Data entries
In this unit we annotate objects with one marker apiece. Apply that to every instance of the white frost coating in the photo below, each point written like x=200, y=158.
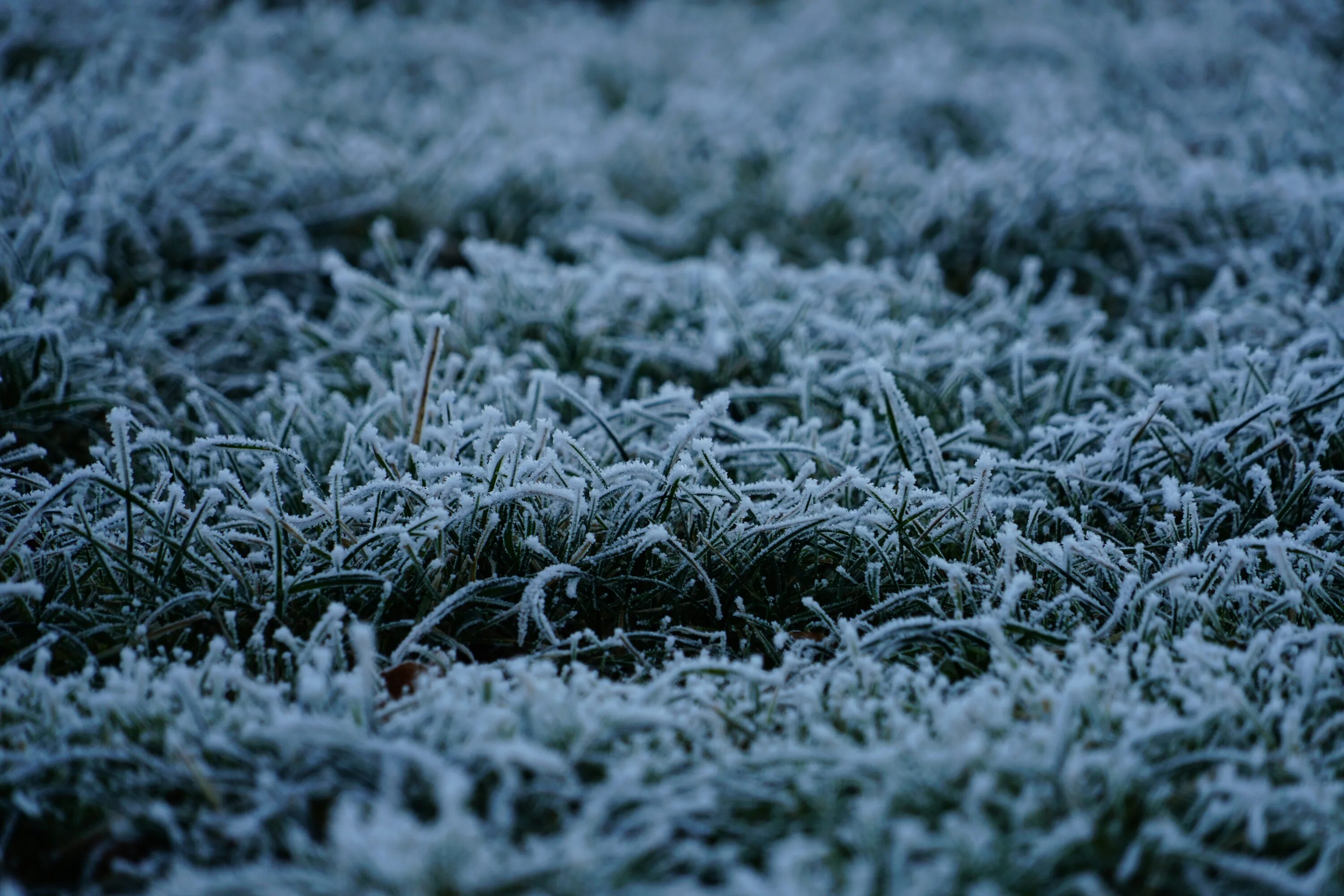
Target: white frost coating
x=1029, y=528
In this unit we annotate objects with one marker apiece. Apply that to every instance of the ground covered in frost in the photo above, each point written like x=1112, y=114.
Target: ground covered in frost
x=775, y=448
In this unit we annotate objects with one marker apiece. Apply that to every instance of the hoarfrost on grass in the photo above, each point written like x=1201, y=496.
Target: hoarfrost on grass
x=823, y=499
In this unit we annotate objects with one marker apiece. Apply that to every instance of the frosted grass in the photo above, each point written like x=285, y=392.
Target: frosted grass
x=468, y=450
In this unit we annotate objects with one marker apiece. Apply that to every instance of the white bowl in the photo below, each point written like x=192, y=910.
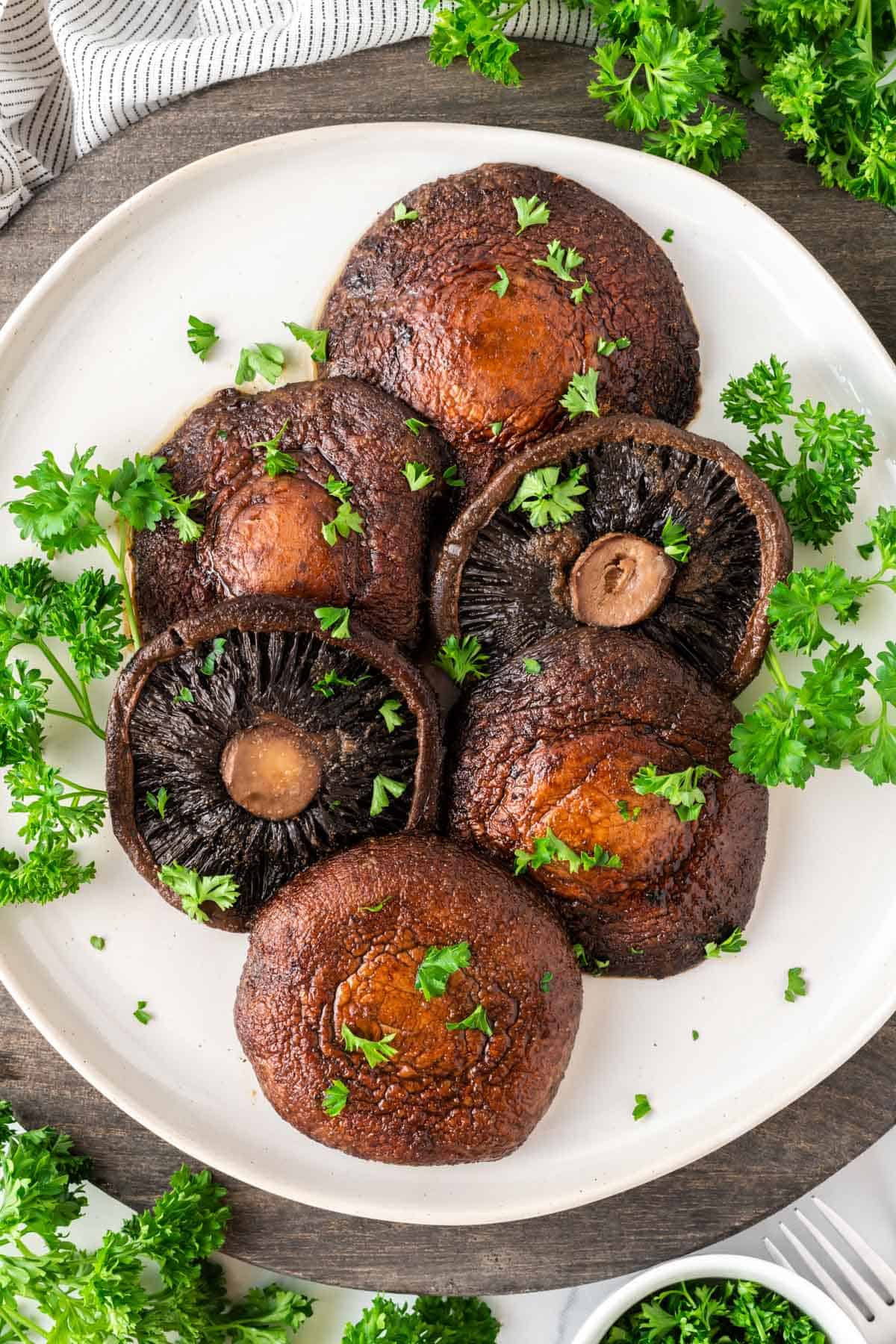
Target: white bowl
x=809, y=1298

Given instruction:
Lay out every line of the material above as a numbered list, leaving out blank lines and the pictures.

Exercise solution:
1. In this unit we annotate objects with one marker apiece. Apply that to every instance of the white frost coating in the photo below, each point written like x=200, y=158.
2. Target: white frost coating
3. x=1029, y=528
4. In this unit we annotate objects with one marker apiece. Apply that to every instance of the ground covered in frost in the photo above, each point written like x=1112, y=114.
5. Target: ground covered in frost
6. x=775, y=448
7. In this unit we annotate objects with one marker apiece. Apply that to every instance of the hoarfrost on grass in the photo above, each point written like x=1201, y=496.
8. Target: hoarfrost on grass
9. x=823, y=499
10. In this unit we annotate objects with one marker apiece. Apply that to every instance of the frosted grass in the photo above, each point written like x=285, y=392.
11. Target: frosted grass
12. x=468, y=450
13. In this unit we annotate objects with one marker apiece. Apply that to every instance of the white bowl in the photo below, each point written like x=192, y=910.
14. Target: white bowl
15. x=809, y=1298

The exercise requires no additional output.